__Set of tasks__
1: Output the part of the forum thread on the Al Ain visa run from "Does anyone know what" to "for any help!", reproducing it word for word.
2: Return the records that follow the thread, repeating every line of them precisely and leaving out the pictures.

__Passage__

- - -

# Road to do visa run from Abu Dhabi to Al Ain



## goldisking

Does anyone know what highway and road to take from Abu Dhabi to do visa run in Al Ain? I heard people do visa run at Hilli border. Does anyone know where exactly that is and what road to get to that border? Has anyone here done a visa run at that border? How was your experience? Thanks so much for any help!


----------



## ossie

yep, done the visa run via Hili a quite a few times now, 7 times to be exact.

Follow the road into Al Ain, turn left at roundabout that takes you on the road to Dubai/Hili Fun Park/Hili Archaeological Park, fairly well sign posted and hard to miss. Hili border point is a few kms up the road on the right, again well sign posted.

Once through Hili border, turn left at first roundabout and follow road (about 10kms) until you come to another roundabout, sign says left to Sohar, right to Al Ain. Turn left and follow road to Sohar. Oman border is around 30kms further down the road.

UAE exit cost 30dhs. Oman entry costs 20rials (200dhs), and payable by credit card. Last few times I've done it they wouldn't take cash.

Been an easy process each time I've crossed the border, no problems. Most times only gone for the day, stopped at Sohar for a coffee then returned. Recommend you continue to Muscat for the weekend at least once, it's worth the trip.

Abu Dhabi to Sohar is around a 3hr drive, Muscat is another 2hrs further on. A nice easy drive on good roads.

Go for it, I' sure you'll enjoy it...

Cheers
Os


----------



## goldisking

*Thank you!*



ossie said:


> yep, done the visa run via Hili a quite a few times now, 7 times to be exact.
> 
> Follow the road into Al Ain, turn left at roundabout that takes you on the road to Dubai/Hili Fun Park/Hili Archaeological Park, fairly well sign posted and hard to miss. Hili border point is a few kms up the road on the right, again well sign posted.
> 
> Once through Hili border, turn left at first roundabout and follow road (about 10kms) until you come to another roundabout, sign says left to Sohar, right to Al Ain. Turn left and follow road to Sohar. Oman border is around 30kms further down the road.
> 
> UAE exit cost 30dhs. Oman entry costs 20rials (200dhs), and payable by credit card. Last few times I've done it they wouldn't take cash.
> 
> Been an easy process each time I've crossed the border, no problems. Most times only gone for the day, stopped at Sohar for a coffee then returned. Recommend you continue to Muscat for the weekend at least once, it's worth the trip.
> 
> Abu Dhabi to Sohar is around a 3hr drive, Muscat is another 2hrs further on. A nice easy drive on good roads.
> 
> Go for it, I' sure you'll enjoy it...
> 
> Cheers
> Os


 Thank you very much for your information! This is very awesome!


----------



## goldisking

*Forgot to ask...*



ossie said:


> yep, done the visa run via Hili a quite a few times now, 7 times to be exact.
> 
> Follow the road into Al Ain, turn left at roundabout that takes you on the road to Dubai/Hili Fun Park/Hili Archaeological Park, fairly well sign posted and hard to miss. Hili border point is a few kms up the road on the right, again well sign posted.
> 
> Once through Hili border, turn left at first roundabout and follow road (about 10kms) until you come to another roundabout, sign says left to Sohar, right to Al Ain. Turn left and follow road to Sohar. Oman border is around 30kms further down the road.

- - -

__Records supplied__
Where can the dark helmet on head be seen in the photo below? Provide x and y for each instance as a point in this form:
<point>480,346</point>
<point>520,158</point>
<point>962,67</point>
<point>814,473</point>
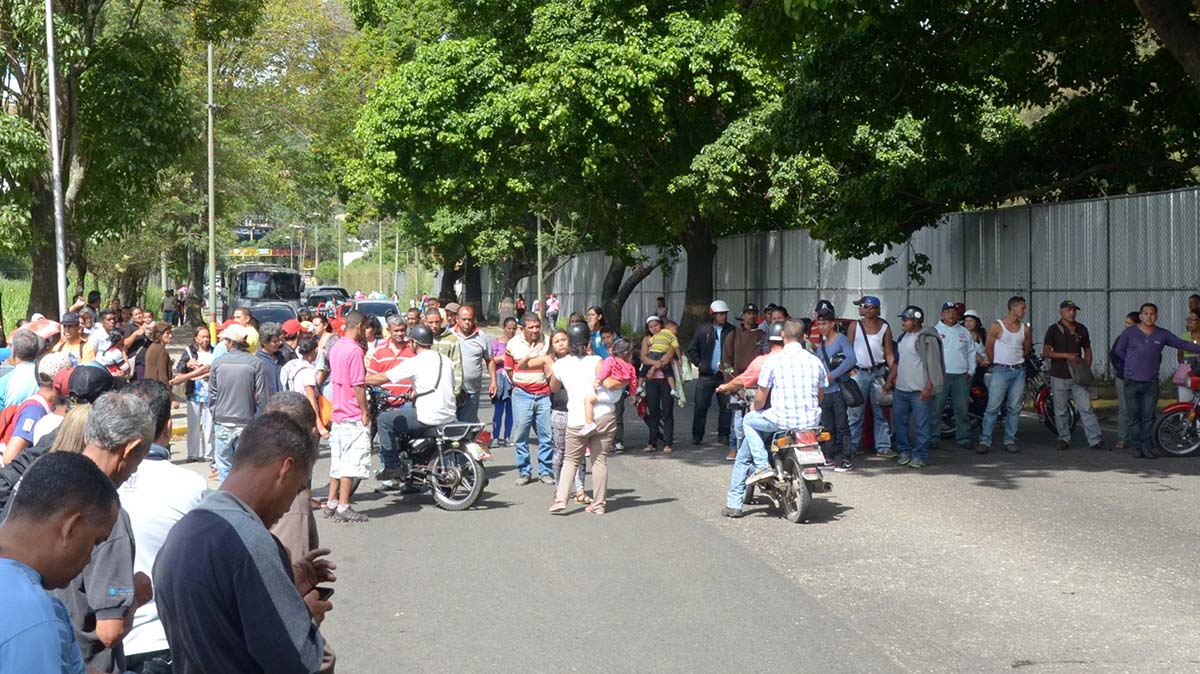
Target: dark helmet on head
<point>421,335</point>
<point>775,331</point>
<point>579,334</point>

- - -

__Expected results__
1:
Does anyone know what highway and road to take from Abu Dhabi to do visa run in Al Ain? I heard people do visa run at Hilli border. Does anyone know where exactly that is and what road to get to that border? Has anyone here done a visa run at that border? How was your experience? Thanks so much for any help!

2:
Where can the dark helmet on head be seen in the photo below? Provide x and y for each instance as a point in this form:
<point>480,346</point>
<point>520,158</point>
<point>962,67</point>
<point>814,473</point>
Target: dark helmet on head
<point>421,335</point>
<point>775,331</point>
<point>579,334</point>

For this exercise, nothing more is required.